§ Uit te voeren opdracht: Vervang in het fragment over de cultuursector "afgelast" door "geschrapt" en schrijf het deel op dat begint bij "Een eerste inschatting" en eindigt bij "geen enkel perspectief.".

Een eerste inschatting van de Taskforce culturele en creatieve sector: de verzwaring van de maatregelen heeft grote impact op wat nog wel mogelijk is. Dit betekent dat de meeste programma’s van culturele organisaties en vele evenementen en activiteiten afgelast moeten worden. Activiteiten die overdag nog wel kunnen plaatsvinden zullen verlieslatend zijn, omdat de kosten gelijk blijven terwijl de publiekscapaciteit en daarmee de inkomsten met 70% afnemen. Op het gebied van cultuureducatie en amateurkunst, zal alles wat buiten school plaatsvindt beperkt door kunnen gaan. Podia en producenten die programmeren zonder zitplaats, de festival- en evenementenbranche, en dj’s en artiesten die spelen in clubs, op feesten en in het horeca-circuit hebben geen enkel perspectief.
De zorgwekkende coronasituatie leidt tot een groot aantal problemen in de culturele en creatieve sector. Veel organisaties, bedrijven, kunstenaars, artiesten, zzp’ers, flexwerkers en toeleveranciers kampen met enorm inkomensverlies. Over de hele sector is er vanwege de angst voor de toenemende besmettingen veel minder publiek en veel no show. Musea en presentatie-instellingen zien de terugval in bezoekersaantallen nog minder snel herstellen. Reisbeperkingen maken het werk deels onmogelijk en er zijn veel afzeggingen vanuit opdrachtgevers, klanten en uitvoerders en de zakelijke markt. Tenslotte komen producties stil te liggen door besmettingen onder het personeel.

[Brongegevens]
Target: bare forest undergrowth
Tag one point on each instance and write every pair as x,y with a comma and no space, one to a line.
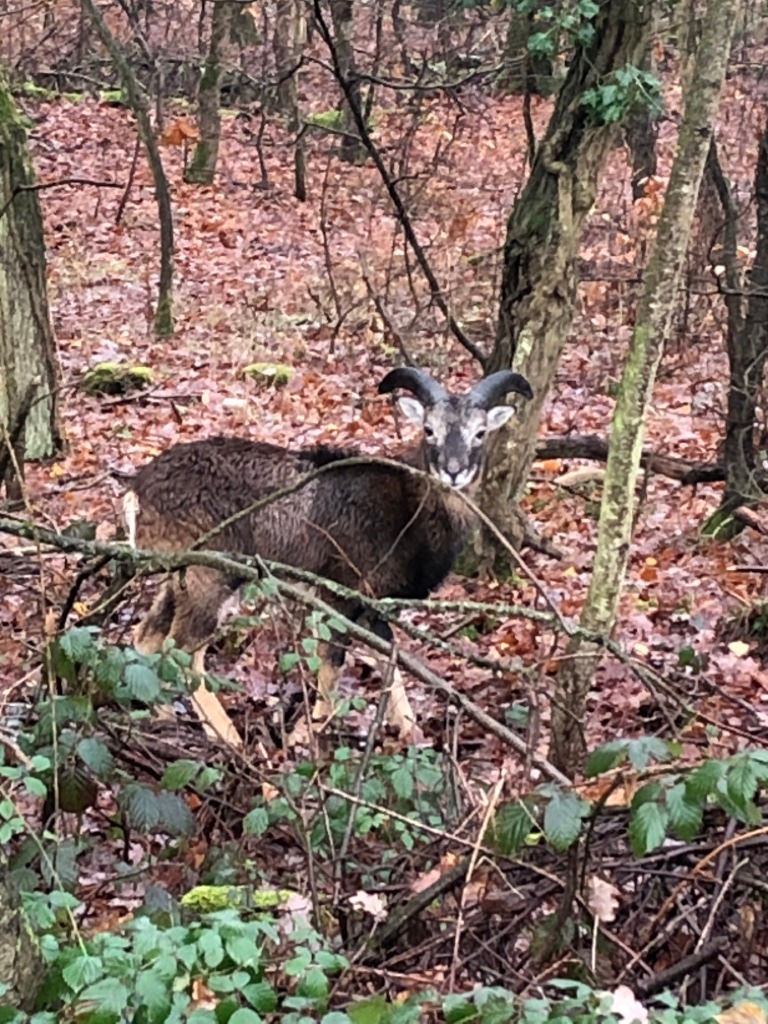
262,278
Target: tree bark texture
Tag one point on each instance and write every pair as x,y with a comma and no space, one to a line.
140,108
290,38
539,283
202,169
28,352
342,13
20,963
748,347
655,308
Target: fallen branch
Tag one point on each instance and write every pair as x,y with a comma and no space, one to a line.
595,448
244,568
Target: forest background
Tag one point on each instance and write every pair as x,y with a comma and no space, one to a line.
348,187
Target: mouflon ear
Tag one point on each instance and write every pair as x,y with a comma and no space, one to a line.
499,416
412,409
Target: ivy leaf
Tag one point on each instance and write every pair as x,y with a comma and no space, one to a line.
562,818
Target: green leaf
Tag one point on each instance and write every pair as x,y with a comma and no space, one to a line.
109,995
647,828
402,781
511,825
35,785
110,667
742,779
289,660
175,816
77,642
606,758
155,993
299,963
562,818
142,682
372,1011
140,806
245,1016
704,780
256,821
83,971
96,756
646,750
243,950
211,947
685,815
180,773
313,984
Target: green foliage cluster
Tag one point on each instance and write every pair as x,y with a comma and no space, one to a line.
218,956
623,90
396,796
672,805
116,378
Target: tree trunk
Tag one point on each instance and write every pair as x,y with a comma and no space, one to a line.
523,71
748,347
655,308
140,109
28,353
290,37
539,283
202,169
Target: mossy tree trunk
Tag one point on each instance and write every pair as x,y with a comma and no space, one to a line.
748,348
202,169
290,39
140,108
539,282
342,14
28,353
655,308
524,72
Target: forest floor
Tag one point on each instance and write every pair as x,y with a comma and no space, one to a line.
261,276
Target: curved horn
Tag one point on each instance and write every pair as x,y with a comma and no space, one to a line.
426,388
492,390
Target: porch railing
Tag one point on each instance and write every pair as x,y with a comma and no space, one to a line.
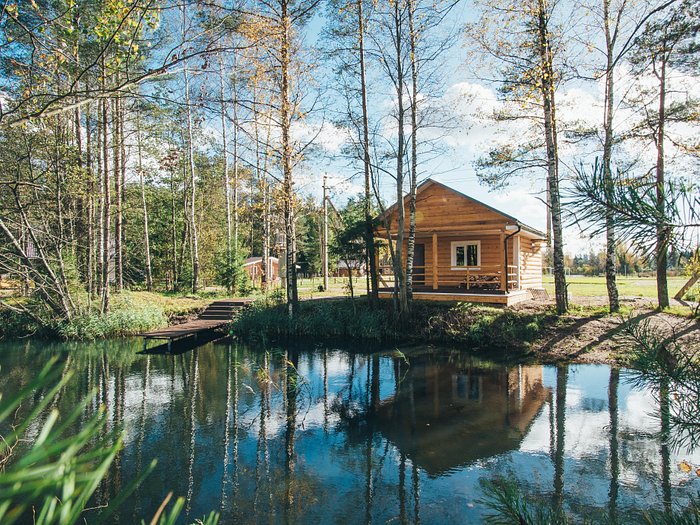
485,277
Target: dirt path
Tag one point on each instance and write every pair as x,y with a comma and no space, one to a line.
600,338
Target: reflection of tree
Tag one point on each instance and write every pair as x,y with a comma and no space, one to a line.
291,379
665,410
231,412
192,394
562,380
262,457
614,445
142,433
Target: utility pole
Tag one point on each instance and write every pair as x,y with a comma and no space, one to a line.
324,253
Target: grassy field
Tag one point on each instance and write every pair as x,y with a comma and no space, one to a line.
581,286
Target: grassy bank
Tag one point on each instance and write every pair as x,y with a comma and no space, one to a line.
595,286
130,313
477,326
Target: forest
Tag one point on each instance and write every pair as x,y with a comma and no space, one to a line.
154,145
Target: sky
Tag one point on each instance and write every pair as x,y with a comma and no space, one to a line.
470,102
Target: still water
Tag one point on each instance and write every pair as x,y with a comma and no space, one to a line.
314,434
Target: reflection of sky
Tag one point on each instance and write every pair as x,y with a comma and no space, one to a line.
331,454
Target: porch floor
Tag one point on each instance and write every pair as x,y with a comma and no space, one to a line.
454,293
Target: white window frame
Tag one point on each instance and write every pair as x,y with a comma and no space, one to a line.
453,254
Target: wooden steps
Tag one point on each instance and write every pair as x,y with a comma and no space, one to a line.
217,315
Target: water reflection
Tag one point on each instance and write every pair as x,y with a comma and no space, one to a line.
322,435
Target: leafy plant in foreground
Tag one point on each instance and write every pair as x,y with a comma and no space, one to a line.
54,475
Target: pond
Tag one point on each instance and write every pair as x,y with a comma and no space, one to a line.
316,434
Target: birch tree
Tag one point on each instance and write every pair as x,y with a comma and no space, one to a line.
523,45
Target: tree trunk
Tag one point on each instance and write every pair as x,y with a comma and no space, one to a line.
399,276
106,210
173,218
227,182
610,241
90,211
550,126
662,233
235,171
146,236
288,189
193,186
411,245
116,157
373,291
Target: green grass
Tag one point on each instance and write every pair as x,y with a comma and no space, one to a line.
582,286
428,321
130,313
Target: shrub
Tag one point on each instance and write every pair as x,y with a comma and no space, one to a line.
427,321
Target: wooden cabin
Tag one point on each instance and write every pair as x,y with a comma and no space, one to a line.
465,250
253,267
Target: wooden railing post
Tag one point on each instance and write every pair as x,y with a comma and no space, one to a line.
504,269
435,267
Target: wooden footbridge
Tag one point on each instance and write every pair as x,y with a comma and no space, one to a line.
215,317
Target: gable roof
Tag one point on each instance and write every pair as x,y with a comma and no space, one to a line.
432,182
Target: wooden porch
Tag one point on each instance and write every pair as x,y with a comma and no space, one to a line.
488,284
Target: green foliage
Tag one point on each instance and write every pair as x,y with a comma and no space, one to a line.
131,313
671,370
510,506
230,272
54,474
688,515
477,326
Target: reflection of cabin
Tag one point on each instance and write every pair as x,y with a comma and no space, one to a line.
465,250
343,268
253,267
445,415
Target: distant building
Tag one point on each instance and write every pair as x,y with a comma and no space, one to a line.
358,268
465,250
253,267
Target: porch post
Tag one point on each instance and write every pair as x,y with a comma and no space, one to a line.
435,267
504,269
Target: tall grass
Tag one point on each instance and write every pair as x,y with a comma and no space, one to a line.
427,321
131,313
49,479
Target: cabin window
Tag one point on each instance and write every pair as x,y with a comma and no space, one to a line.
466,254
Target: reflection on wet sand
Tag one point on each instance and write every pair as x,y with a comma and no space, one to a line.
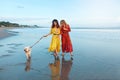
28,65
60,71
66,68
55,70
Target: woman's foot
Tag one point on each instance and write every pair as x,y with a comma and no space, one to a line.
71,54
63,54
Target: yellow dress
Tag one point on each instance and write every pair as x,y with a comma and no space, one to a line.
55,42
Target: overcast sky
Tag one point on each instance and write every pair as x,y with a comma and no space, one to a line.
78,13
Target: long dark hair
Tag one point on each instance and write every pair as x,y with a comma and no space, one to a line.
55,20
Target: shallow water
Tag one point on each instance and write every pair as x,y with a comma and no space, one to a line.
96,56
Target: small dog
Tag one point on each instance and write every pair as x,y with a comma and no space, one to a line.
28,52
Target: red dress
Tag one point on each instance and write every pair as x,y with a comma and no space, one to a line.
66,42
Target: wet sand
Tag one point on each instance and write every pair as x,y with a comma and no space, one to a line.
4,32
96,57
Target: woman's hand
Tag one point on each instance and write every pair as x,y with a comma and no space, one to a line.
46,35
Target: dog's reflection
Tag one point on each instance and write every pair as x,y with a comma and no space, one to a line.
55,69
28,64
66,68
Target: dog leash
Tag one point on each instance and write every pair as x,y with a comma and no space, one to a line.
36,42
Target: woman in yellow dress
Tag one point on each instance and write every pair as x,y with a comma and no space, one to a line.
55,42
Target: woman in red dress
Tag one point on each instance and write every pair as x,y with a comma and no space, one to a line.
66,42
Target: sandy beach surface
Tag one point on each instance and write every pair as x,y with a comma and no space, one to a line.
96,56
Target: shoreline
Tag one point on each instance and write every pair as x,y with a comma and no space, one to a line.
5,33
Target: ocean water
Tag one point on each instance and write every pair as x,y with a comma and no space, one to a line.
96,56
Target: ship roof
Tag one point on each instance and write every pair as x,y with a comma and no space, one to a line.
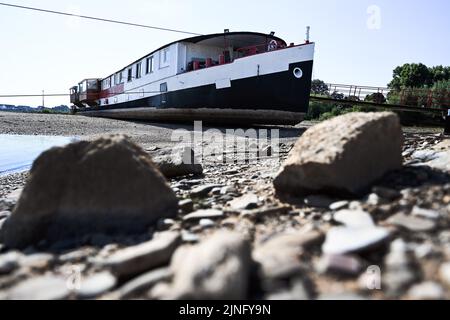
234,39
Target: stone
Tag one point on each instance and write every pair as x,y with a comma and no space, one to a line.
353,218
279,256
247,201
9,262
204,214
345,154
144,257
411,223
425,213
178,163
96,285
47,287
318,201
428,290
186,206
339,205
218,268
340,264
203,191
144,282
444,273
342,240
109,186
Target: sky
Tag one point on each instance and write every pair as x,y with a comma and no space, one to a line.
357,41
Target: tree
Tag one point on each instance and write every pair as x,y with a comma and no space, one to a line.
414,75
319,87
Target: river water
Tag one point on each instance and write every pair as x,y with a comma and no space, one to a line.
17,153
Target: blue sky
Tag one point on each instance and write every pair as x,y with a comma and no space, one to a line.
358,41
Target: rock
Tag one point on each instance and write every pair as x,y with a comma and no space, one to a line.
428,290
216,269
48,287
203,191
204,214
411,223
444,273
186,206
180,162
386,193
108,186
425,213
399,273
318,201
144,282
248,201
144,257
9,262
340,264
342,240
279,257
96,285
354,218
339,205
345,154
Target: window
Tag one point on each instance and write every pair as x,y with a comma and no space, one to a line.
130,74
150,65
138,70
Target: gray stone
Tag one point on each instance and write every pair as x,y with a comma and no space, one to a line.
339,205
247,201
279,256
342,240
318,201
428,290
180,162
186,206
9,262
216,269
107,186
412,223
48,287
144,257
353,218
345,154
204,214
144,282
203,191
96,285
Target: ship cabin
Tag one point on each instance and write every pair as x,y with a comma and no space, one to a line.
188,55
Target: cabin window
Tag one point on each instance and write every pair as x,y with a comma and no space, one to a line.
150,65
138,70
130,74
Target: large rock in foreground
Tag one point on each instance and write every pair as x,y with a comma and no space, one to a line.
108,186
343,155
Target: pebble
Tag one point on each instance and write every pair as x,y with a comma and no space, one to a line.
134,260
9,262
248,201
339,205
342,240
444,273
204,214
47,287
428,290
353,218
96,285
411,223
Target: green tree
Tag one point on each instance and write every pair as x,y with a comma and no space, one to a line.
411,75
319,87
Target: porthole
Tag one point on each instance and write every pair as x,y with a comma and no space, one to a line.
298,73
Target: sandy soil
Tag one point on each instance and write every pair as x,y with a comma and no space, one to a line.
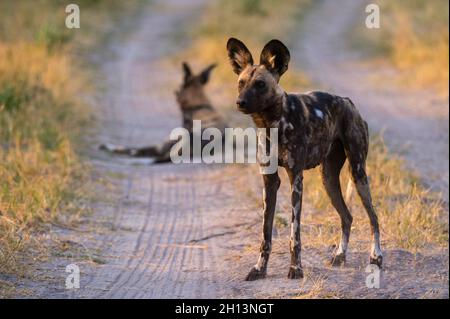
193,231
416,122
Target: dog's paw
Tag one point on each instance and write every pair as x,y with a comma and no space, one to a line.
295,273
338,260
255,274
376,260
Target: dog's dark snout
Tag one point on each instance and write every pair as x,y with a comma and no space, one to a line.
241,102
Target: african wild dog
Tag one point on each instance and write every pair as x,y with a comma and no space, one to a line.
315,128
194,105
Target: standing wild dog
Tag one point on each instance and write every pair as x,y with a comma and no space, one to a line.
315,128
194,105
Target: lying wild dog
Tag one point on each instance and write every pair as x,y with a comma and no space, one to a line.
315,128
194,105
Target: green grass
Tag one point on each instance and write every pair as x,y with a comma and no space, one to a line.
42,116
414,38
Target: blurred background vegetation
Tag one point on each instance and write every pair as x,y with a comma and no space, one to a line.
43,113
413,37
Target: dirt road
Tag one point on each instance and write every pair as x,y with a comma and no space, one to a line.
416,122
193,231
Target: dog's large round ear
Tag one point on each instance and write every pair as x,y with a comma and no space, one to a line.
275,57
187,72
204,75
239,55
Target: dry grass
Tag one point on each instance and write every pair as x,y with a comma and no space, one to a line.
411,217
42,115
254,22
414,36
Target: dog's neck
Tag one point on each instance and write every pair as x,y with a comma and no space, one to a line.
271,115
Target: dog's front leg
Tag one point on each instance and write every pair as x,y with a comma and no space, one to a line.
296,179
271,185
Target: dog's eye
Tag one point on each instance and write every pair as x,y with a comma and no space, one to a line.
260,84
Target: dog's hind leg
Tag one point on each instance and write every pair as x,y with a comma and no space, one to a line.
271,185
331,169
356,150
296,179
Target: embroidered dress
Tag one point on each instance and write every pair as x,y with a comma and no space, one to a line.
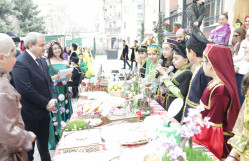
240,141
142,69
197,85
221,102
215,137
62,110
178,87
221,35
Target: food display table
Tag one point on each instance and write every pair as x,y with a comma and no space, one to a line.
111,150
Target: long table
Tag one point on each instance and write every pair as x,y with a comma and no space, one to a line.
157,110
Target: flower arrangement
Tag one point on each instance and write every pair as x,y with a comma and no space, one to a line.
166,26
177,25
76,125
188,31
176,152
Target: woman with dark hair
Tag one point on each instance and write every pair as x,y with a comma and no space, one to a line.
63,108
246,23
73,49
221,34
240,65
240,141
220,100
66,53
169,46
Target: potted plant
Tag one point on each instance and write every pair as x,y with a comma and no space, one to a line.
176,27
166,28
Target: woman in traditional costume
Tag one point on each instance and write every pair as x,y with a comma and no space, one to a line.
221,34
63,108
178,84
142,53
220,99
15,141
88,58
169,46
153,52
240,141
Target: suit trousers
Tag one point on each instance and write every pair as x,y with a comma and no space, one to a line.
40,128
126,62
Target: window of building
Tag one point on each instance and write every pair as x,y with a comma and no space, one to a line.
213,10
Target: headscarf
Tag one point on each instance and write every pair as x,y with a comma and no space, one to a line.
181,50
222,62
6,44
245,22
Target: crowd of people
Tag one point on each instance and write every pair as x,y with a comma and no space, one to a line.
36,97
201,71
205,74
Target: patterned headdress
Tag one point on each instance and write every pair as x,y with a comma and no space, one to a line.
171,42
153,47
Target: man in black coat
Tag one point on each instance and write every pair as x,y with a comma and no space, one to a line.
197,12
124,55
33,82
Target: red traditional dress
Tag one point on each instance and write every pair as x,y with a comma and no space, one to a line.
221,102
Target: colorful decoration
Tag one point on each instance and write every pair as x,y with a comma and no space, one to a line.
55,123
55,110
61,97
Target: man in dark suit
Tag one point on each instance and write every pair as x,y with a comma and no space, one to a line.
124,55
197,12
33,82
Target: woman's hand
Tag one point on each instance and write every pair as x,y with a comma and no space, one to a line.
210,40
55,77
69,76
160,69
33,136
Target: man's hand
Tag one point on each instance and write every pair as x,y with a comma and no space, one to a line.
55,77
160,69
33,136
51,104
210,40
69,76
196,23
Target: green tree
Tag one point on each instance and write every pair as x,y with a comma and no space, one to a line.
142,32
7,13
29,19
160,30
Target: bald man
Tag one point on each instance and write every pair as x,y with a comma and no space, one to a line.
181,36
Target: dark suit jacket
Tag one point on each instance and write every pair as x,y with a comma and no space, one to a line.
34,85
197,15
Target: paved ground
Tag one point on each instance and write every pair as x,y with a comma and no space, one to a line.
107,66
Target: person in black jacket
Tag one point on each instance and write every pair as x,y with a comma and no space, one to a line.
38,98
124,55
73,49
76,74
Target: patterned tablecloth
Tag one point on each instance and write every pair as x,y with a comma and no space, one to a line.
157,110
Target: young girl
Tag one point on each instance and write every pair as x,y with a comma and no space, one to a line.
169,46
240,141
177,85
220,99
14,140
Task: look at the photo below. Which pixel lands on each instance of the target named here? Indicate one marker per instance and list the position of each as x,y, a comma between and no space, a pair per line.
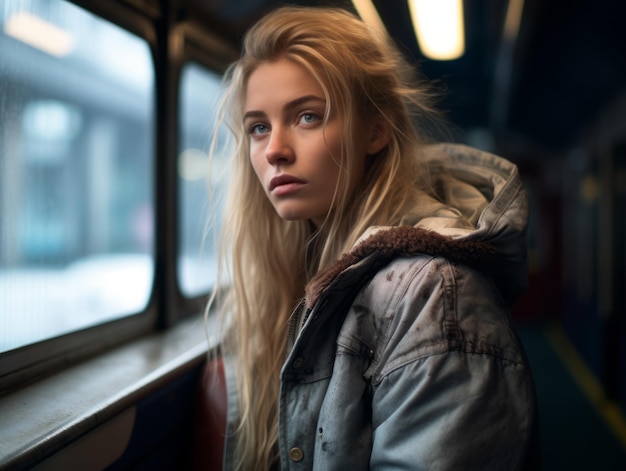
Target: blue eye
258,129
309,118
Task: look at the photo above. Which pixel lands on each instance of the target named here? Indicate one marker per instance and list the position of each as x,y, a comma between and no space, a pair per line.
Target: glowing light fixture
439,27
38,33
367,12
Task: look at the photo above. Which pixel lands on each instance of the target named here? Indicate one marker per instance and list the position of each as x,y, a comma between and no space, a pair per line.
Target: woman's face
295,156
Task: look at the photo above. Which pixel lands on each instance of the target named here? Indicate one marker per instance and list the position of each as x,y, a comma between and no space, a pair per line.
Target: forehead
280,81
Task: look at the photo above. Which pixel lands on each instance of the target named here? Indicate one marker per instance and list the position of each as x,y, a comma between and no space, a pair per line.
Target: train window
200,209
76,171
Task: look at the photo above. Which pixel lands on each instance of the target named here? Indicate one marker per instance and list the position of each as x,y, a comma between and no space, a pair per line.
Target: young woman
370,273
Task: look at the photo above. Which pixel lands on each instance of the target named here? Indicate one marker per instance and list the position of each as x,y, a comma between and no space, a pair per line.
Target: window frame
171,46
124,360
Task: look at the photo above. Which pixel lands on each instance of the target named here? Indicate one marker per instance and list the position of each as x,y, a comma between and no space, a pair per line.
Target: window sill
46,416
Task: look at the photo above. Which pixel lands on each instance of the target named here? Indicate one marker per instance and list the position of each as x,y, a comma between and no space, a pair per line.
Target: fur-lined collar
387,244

§ Antwoord:
Een eerste inschatting van de Taskforce culturele en creatieve sector: de verzwaring van de maatregelen heeft grote impact op wat nog wel mogelijk is. Dit betekent dat de meeste programma’s van culturele organisaties en vele evenementen en activiteiten geschrapt moeten worden. Activiteiten die overdag nog wel kunnen plaatsvinden zullen verlieslatend zijn, omdat de kosten gelijk blijven terwijl de publiekscapaciteit en daarmee de inkomsten met 70% afnemen. Op het gebied van cultuureducatie en amateurkunst, zal alles wat buiten school plaatsvindt beperkt door kunnen gaan. Podia en producenten die programmeren zonder zitplaats, de festival- en evenementenbranche, en dj’s en artiesten die spelen in clubs, op feesten en in het horeca-circuit hebben geen enkel perspectief.